Rewrite the entries from the beginning through the line that contains "[[38, 71], [15, 118], [49, 117]]", replacing "instance" with "occurrence" and leaving everything else unchanged.

------------

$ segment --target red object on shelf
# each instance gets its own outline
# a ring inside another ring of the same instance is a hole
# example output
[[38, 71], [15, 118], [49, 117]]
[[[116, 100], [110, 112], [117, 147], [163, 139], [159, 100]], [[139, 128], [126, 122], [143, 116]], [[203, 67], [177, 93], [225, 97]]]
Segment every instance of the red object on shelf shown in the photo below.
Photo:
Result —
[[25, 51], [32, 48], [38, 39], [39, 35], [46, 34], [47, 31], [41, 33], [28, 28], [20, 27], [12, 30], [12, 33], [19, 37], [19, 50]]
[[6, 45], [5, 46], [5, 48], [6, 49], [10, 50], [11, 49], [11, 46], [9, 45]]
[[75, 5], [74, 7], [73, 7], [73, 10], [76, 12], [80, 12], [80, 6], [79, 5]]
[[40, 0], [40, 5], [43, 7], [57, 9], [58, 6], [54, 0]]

------------

### Output below
$ segment --target red object on shelf
# each occurrence gets its own outline
# a ring inside another ring of the same occurrence is a hole
# example output
[[38, 71], [15, 118], [49, 117]]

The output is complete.